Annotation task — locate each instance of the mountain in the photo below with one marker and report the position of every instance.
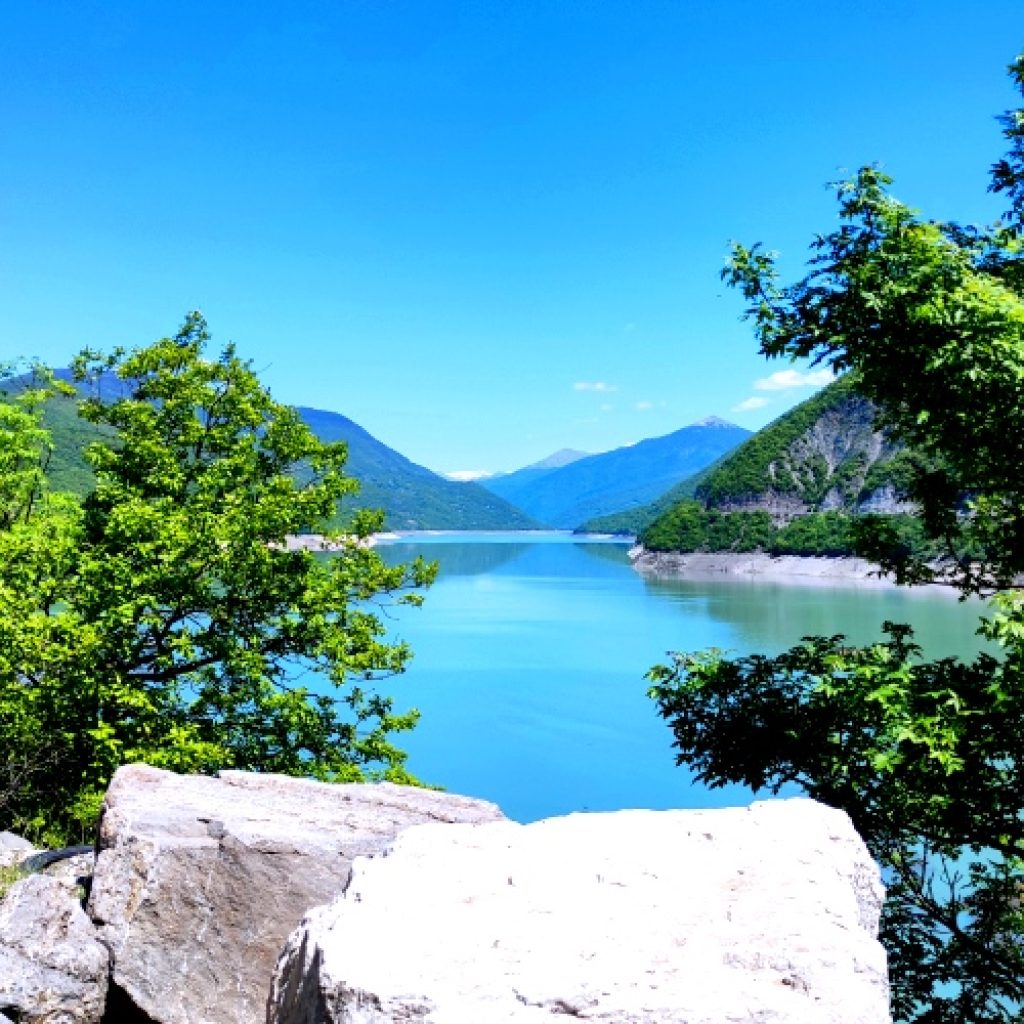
(624, 478)
(413, 498)
(634, 520)
(795, 485)
(510, 485)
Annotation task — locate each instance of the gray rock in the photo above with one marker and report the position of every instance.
(53, 970)
(13, 849)
(199, 880)
(764, 914)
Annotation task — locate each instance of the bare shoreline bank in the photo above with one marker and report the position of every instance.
(761, 567)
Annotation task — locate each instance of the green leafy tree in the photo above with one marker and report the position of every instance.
(164, 619)
(925, 756)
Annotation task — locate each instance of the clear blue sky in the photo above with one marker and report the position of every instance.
(483, 230)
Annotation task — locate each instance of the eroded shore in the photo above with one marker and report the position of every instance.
(757, 565)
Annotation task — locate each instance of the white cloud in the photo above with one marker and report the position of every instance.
(795, 378)
(465, 475)
(748, 403)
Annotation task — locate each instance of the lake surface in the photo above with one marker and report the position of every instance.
(530, 652)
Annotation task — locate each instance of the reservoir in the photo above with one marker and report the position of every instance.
(529, 653)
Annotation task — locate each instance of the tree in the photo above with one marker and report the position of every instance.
(927, 757)
(165, 619)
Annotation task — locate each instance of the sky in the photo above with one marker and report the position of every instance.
(483, 230)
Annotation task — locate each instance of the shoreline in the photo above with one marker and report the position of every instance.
(758, 566)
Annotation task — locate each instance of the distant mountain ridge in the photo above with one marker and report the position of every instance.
(612, 481)
(511, 485)
(412, 497)
(795, 486)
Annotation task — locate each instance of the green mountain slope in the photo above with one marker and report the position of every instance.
(627, 477)
(412, 497)
(795, 486)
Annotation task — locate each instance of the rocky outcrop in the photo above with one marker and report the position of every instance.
(53, 970)
(200, 880)
(757, 565)
(767, 914)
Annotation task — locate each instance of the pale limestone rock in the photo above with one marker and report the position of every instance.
(13, 849)
(763, 914)
(200, 880)
(53, 970)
·····
**Aim**. Give every line of the items above as a JSON list of strings, one string per line, with blank lines dropped. Leave the pictures out of the list.

**Solution for this exercise**.
[
  "Annotation task — locate each instance of the mountain in the photo below with one marker and report the position of every instance.",
  "(624, 478)",
  "(413, 498)",
  "(634, 520)",
  "(795, 485)",
  "(510, 485)",
  "Annotation task — locate each instance of the gray rock in the photo above with one marker and report the position of every instance.",
  "(53, 970)",
  "(13, 849)",
  "(199, 880)",
  "(764, 914)",
  "Annotation task — locate each instance of the bare shoreline bank in the photo above with one marker and report the position of every instance.",
  "(761, 567)",
  "Annotation task — locate each instance of the green leafy tree in the photo above with one marker and report the position of every instance.",
  "(164, 619)",
  "(925, 756)",
  "Annotation task — locate each instance of the clear blue sky in the photo above with one marker and report the position of every instance.",
  "(483, 230)",
  "Annotation task — locate each instance of the eroded shore in the photo above with one marker and report the position of every instance.",
  "(757, 565)",
  "Annotation task — locate each instance of the white cloud in the photo above with one marker and report the position of every instance.",
  "(795, 378)",
  "(465, 475)",
  "(748, 403)",
  "Annotation task — locate each instance of the lake surface in the photo above with one marker and report the position of every instance.",
  "(530, 652)",
  "Annotation task — locate each instance of the reservoir in the photo above with one marker and report the position of every instance.",
  "(529, 653)",
  "Annotation task — locate each instance of the tree in the photo above with one marker and report the position of every instance.",
  "(927, 757)",
  "(165, 619)",
  "Annotation task — locate each instance of the sky in the photo above with one marker and report the position of every instance.",
  "(483, 230)",
  "Annotation task — locate each instance of the shoreline in the photo above with one marker and report the position of every instance.",
  "(758, 566)",
  "Annotation task — locate each instance of the distant mountain ridge in the photo above with one marker and report the position of every instance.",
  "(612, 481)",
  "(511, 485)",
  "(412, 497)",
  "(795, 486)",
  "Annotation task — locate each instance of the green mountain slope in the photo above with one marker and report the position of every instance.",
  "(627, 477)",
  "(412, 497)",
  "(795, 486)",
  "Annotation task — locate each instance of the rocky outcrop in the photo above with one marker and report the position of every instance.",
  "(53, 970)",
  "(200, 880)",
  "(757, 565)",
  "(767, 914)",
  "Annotation task — locate each instance of the pale limestone rock in the photo above with one marker and report the position of every instance.",
  "(13, 849)",
  "(763, 914)",
  "(200, 880)",
  "(53, 970)"
]